§ Spatial annotation records:
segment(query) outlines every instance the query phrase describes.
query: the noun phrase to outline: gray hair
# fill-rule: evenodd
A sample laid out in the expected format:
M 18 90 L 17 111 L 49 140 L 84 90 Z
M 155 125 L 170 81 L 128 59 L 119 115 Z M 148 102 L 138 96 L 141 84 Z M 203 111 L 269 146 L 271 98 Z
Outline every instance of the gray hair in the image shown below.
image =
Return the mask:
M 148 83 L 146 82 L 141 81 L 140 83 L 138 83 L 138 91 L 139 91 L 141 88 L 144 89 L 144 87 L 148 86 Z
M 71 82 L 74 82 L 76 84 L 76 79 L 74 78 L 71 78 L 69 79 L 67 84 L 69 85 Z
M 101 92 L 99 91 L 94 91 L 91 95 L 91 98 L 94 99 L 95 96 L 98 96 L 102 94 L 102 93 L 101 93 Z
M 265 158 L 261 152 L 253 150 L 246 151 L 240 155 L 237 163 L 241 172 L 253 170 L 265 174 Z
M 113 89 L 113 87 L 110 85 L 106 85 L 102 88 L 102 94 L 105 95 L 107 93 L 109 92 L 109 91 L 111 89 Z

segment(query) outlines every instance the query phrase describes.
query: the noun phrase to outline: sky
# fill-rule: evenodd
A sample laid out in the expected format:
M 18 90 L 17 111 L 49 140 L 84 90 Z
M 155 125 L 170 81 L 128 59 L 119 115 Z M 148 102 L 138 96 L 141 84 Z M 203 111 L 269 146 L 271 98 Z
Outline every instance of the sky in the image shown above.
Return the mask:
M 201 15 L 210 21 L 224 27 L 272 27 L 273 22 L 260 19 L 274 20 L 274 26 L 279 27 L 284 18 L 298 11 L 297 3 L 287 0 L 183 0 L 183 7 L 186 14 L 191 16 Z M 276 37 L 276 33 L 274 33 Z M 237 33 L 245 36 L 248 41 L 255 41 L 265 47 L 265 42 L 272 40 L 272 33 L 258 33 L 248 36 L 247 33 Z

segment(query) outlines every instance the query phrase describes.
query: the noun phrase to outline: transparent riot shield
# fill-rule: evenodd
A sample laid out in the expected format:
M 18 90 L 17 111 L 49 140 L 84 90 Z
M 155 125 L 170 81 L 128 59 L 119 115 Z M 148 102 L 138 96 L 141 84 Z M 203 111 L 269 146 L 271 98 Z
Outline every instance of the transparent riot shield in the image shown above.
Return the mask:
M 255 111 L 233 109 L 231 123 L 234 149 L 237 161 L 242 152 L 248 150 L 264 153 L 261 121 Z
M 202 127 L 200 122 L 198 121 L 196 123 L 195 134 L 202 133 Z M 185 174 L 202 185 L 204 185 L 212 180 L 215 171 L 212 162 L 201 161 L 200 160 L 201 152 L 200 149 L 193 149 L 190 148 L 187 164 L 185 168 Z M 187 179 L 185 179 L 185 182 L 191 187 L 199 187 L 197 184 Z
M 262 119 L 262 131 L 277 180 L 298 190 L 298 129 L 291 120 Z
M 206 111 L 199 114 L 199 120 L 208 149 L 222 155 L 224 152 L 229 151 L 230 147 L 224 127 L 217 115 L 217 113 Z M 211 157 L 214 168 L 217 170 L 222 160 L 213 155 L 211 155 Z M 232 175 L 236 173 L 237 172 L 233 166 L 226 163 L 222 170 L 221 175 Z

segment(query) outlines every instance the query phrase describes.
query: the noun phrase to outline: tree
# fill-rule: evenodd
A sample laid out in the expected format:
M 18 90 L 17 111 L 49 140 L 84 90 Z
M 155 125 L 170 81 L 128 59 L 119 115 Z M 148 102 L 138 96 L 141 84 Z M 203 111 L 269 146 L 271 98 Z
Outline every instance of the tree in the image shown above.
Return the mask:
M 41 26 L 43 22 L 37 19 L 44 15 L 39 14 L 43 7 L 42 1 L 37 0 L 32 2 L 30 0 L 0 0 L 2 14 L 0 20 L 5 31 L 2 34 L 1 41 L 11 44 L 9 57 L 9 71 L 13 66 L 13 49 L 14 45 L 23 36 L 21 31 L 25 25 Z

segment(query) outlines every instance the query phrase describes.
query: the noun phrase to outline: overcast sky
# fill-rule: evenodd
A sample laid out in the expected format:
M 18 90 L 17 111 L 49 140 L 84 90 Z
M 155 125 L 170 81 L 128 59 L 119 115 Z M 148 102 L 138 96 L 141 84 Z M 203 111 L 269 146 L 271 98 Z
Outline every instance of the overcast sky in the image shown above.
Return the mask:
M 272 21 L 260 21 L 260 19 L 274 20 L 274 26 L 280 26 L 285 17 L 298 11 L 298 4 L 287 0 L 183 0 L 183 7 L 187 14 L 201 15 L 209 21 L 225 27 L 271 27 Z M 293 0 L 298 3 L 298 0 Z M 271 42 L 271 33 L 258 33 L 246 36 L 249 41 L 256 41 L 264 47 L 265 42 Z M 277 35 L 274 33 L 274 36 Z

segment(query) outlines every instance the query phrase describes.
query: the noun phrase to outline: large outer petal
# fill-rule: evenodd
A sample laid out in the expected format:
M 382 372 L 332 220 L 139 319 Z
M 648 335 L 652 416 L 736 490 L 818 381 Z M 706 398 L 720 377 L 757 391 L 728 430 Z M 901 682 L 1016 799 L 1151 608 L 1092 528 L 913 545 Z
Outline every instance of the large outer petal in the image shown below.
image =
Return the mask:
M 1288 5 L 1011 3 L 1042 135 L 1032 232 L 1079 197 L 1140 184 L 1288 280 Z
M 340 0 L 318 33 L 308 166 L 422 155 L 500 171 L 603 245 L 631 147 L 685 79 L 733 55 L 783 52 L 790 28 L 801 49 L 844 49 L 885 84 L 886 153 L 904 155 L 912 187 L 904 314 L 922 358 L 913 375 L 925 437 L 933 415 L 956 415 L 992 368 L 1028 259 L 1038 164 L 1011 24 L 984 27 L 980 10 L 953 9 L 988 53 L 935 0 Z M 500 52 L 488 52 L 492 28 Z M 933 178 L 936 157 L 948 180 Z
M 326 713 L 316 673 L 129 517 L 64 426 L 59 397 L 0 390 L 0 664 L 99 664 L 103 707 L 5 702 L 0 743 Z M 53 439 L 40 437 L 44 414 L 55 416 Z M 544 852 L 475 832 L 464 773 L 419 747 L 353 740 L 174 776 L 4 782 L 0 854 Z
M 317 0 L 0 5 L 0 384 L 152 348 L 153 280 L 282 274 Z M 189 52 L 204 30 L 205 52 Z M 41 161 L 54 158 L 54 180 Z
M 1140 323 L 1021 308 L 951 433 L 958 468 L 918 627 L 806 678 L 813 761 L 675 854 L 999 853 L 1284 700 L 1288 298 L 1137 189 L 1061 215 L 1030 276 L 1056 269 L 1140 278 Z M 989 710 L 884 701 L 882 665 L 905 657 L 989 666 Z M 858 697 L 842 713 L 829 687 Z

§ What is needed:
Give a word-for-word copy of the records.

§ Answer to this exercise:
segment(query) outlines every instance the query phrase describes.
query: the noun phrase to outline: gray hair
# fill-rule: evenodd
A sample laid out in the expected format:
M 18 90 L 17 111 L 49 140 L 84 90 Z
M 155 125 L 170 81 L 128 59 L 119 115 Z M 148 102 L 138 96 L 141 84 Z M 203 111 L 269 146 L 271 98 Z
Outline every instance of the gray hair in the image shown below.
image =
Return the mask:
M 148 83 L 146 82 L 141 81 L 140 83 L 138 83 L 138 91 L 139 91 L 141 88 L 144 89 L 144 87 L 148 86 Z
M 71 82 L 74 82 L 76 84 L 76 79 L 74 78 L 71 78 L 69 79 L 67 84 L 69 85 Z
M 101 92 L 99 91 L 94 91 L 91 95 L 91 98 L 94 99 L 95 96 L 98 96 L 102 94 L 102 93 L 101 93 Z
M 265 158 L 261 152 L 253 150 L 246 151 L 240 155 L 237 163 L 241 172 L 253 170 L 265 174 Z
M 113 89 L 113 87 L 110 85 L 106 85 L 102 88 L 102 94 L 105 95 L 107 93 L 109 92 L 109 91 L 111 89 Z

segment(query) outlines every instance the query phrase describes.
query: the noun phrase to outline: sky
# fill-rule: evenodd
A sample laid out in the expected format:
M 18 90 L 17 111 L 49 140 L 84 90 Z
M 155 125 L 170 81 L 128 59 L 119 115 Z M 148 102 L 138 96 L 141 84 Z M 203 111 L 269 146 L 271 98 Z
Outline every instance of the sky in the image shown above.
Return the mask:
M 201 15 L 210 21 L 224 27 L 272 27 L 273 22 L 260 19 L 274 20 L 274 26 L 279 27 L 284 18 L 298 11 L 297 3 L 287 0 L 183 0 L 183 7 L 186 14 L 191 16 Z M 276 37 L 276 33 L 274 33 Z M 237 33 L 245 36 L 248 41 L 255 41 L 265 47 L 265 42 L 272 40 L 272 33 L 258 33 L 248 36 L 247 33 Z

segment(query) outlines every instance the query phrase describes.
query: the noun phrase to outline: transparent riot shield
# fill-rule: evenodd
A sample laid out in the expected format:
M 18 90 L 17 111 L 49 140 L 84 90 Z
M 155 125 L 170 81 L 128 59 L 119 115 Z M 148 102 L 138 96 L 141 84 Z M 203 111 L 269 146 L 271 98 Z
Outline every instance of the transparent riot shield in the image shown above.
Return the mask:
M 255 111 L 233 109 L 231 123 L 234 149 L 237 161 L 242 152 L 248 150 L 264 153 L 261 121 Z
M 202 127 L 200 122 L 198 121 L 196 123 L 195 134 L 202 133 Z M 185 174 L 202 185 L 204 185 L 212 180 L 215 171 L 212 162 L 201 161 L 200 160 L 201 152 L 200 149 L 193 149 L 190 148 L 187 164 L 185 168 Z M 187 179 L 185 179 L 185 182 L 191 187 L 199 187 L 197 184 Z
M 262 119 L 262 131 L 277 180 L 298 190 L 298 129 L 291 120 Z
M 206 111 L 199 114 L 199 120 L 208 149 L 222 155 L 224 152 L 229 151 L 230 147 L 224 127 L 217 115 L 217 113 Z M 211 157 L 214 168 L 217 170 L 222 160 L 213 155 L 211 155 Z M 232 175 L 236 173 L 237 172 L 233 166 L 226 163 L 222 170 L 221 175 Z

segment(query) outlines every instance the query phrase describes.
query: the noun phrase to outline: tree
# fill-rule: evenodd
A sample laid out in the expected format:
M 18 90 L 17 111 L 49 140 L 84 90 Z
M 155 125 L 170 81 L 128 59 L 119 115 Z M 148 102 L 138 96 L 141 84 Z M 203 111 L 269 146 L 271 98 Z
Outline every instance of the tree in the image shown above.
Return the mask:
M 41 26 L 43 22 L 37 19 L 44 15 L 39 14 L 43 7 L 42 1 L 37 0 L 32 2 L 30 0 L 0 0 L 2 14 L 0 20 L 5 31 L 2 34 L 1 41 L 11 44 L 9 57 L 9 71 L 13 66 L 13 49 L 14 45 L 23 36 L 21 31 L 25 25 Z

segment(query) outlines every instance the query phrase describes.
query: the noun phrase to outline: overcast sky
# fill-rule: evenodd
A sample laid out in the expected format:
M 18 90 L 17 111 L 49 140 L 84 90 Z
M 155 125 L 170 81 L 128 59 L 119 115 Z M 148 102 L 138 96 L 141 84 Z M 203 111 L 269 146 L 271 98 Z
Outline every instance of the overcast sky in the image shown above.
Return the mask:
M 272 21 L 260 21 L 260 19 L 274 20 L 274 26 L 280 26 L 285 17 L 298 11 L 298 4 L 287 0 L 183 0 L 183 7 L 187 14 L 201 15 L 209 21 L 225 27 L 271 27 Z M 293 0 L 298 3 L 298 0 Z M 271 42 L 271 33 L 258 33 L 246 36 L 249 41 L 256 41 L 264 47 L 265 42 Z M 277 35 L 274 33 L 274 36 Z

segment(query) outlines every instance the query phrase describes.
query: the noun phrase to outline: large outer petal
# fill-rule: evenodd
A sample laid out in the expected format:
M 382 372 L 332 220 L 139 319 Z
M 648 335 L 652 416 L 736 490 L 818 381 Z M 706 398 L 720 377 L 757 391 L 728 430 Z M 901 682 L 1016 799 L 1151 608 L 1092 528 L 913 545 Z
Outline every instance of the large outer petal in the image shown below.
image =
Return the mask:
M 1288 5 L 1011 3 L 1042 135 L 1032 232 L 1079 197 L 1140 184 L 1288 280 Z
M 340 0 L 318 33 L 308 166 L 422 155 L 500 171 L 603 245 L 631 147 L 685 79 L 733 55 L 783 52 L 790 28 L 801 49 L 844 49 L 885 84 L 886 153 L 904 155 L 912 187 L 904 314 L 922 358 L 913 375 L 925 437 L 933 415 L 956 415 L 992 368 L 1028 259 L 1038 164 L 1011 24 L 984 27 L 980 10 L 953 9 L 988 53 L 935 0 Z M 500 52 L 488 52 L 492 28 Z M 933 178 L 936 157 L 948 180 Z
M 326 713 L 316 673 L 129 517 L 64 426 L 59 397 L 0 390 L 0 664 L 99 664 L 103 707 L 5 702 L 0 743 Z M 53 439 L 40 437 L 44 414 L 55 416 Z M 544 852 L 475 832 L 464 773 L 419 747 L 353 740 L 174 776 L 4 782 L 0 854 Z
M 317 0 L 0 5 L 0 384 L 152 348 L 153 280 L 282 274 Z M 189 52 L 204 30 L 205 52 Z M 41 161 L 54 158 L 54 180 Z
M 1140 323 L 1021 308 L 951 433 L 958 468 L 918 627 L 806 678 L 813 761 L 675 854 L 999 853 L 1284 700 L 1288 298 L 1137 189 L 1061 215 L 1030 276 L 1056 269 L 1140 278 Z M 989 710 L 884 701 L 882 665 L 905 657 L 989 666 Z M 858 697 L 842 713 L 829 687 Z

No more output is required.